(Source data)
******
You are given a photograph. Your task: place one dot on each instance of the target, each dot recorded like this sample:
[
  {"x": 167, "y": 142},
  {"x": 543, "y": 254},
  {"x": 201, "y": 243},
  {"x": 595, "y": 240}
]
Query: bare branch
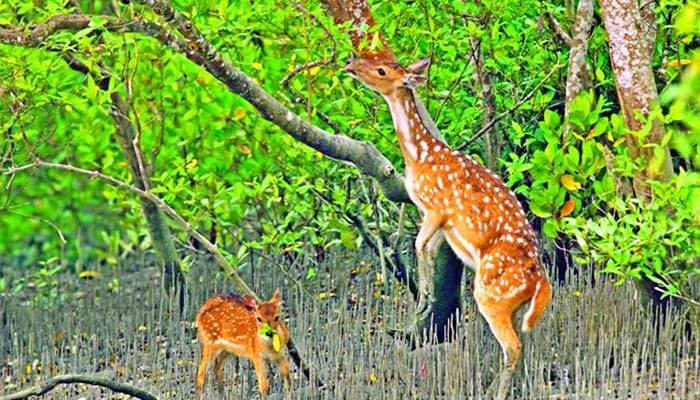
[
  {"x": 558, "y": 30},
  {"x": 517, "y": 105},
  {"x": 184, "y": 225},
  {"x": 578, "y": 78},
  {"x": 169, "y": 211},
  {"x": 51, "y": 383},
  {"x": 363, "y": 155}
]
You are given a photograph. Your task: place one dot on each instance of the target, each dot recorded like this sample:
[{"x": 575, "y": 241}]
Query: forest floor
[{"x": 594, "y": 342}]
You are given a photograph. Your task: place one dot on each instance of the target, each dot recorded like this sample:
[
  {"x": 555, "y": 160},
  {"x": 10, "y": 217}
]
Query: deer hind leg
[
  {"x": 427, "y": 244},
  {"x": 261, "y": 371},
  {"x": 500, "y": 321},
  {"x": 219, "y": 372},
  {"x": 208, "y": 353}
]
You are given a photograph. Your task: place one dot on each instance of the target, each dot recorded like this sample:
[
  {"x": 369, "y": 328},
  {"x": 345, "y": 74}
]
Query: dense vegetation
[{"x": 613, "y": 190}]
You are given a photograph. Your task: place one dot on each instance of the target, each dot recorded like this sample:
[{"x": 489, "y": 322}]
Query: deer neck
[{"x": 416, "y": 138}]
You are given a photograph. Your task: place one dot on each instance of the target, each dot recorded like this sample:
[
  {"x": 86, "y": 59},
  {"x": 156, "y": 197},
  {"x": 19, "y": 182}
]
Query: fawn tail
[{"x": 539, "y": 302}]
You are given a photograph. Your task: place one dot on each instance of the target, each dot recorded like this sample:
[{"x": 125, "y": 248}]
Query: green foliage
[{"x": 232, "y": 174}]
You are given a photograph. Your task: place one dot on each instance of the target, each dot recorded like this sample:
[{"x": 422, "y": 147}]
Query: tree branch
[
  {"x": 184, "y": 225},
  {"x": 363, "y": 155},
  {"x": 517, "y": 105},
  {"x": 578, "y": 78},
  {"x": 557, "y": 28},
  {"x": 51, "y": 383}
]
******
> [Task statement]
Pictures excluded, set down all the entries exactly.

> [Answer space]
You are given a photograph. Your task: place one dot on each instance of the target, each dot recorded like this sample:
[
  {"x": 167, "y": 142},
  {"x": 543, "y": 254},
  {"x": 201, "y": 243},
  {"x": 595, "y": 240}
]
Query: bare branch
[
  {"x": 558, "y": 30},
  {"x": 517, "y": 105},
  {"x": 184, "y": 225},
  {"x": 578, "y": 78},
  {"x": 169, "y": 211},
  {"x": 51, "y": 383},
  {"x": 363, "y": 155}
]
You are given a photograph. Your task: place one dot on each instance of the target, each dot recorded like this sample:
[{"x": 575, "y": 241}]
Query: forest floor
[{"x": 594, "y": 342}]
You are given a photograph. Your task: place one dot on each instance of the target, each dot recorded like this sample:
[
  {"x": 555, "y": 160},
  {"x": 10, "y": 217}
]
Query: deer hind leg
[
  {"x": 427, "y": 244},
  {"x": 261, "y": 371},
  {"x": 500, "y": 321},
  {"x": 219, "y": 372},
  {"x": 208, "y": 353}
]
You are given a photograph. Your task: place one dot on each instance of the target, each dot recorded like this sample:
[
  {"x": 369, "y": 328},
  {"x": 345, "y": 74}
]
Query: dense vegetation
[{"x": 613, "y": 190}]
You are given a photograph. Your task: place one dot on each instance of the target, each dot recorded like this sample:
[{"x": 489, "y": 322}]
Query: deer neck
[{"x": 416, "y": 138}]
You are given a photograph. Your task: place one dot on each instance of the target, each dot recorded like this sample:
[
  {"x": 86, "y": 59},
  {"x": 156, "y": 197},
  {"x": 19, "y": 182}
]
Query: fawn tail
[{"x": 539, "y": 302}]
You are given a photograph. Your task: place one dot on each instance of the target, each dot recorded like this sample:
[{"x": 125, "y": 248}]
Query: green foliage
[{"x": 232, "y": 174}]
You are given a photograph. Your task: place one dot on each instance of the target, each dot recorded like this sample:
[{"x": 422, "y": 147}]
Query: tree branch
[
  {"x": 184, "y": 225},
  {"x": 363, "y": 155},
  {"x": 517, "y": 105},
  {"x": 578, "y": 78},
  {"x": 557, "y": 28},
  {"x": 51, "y": 383}
]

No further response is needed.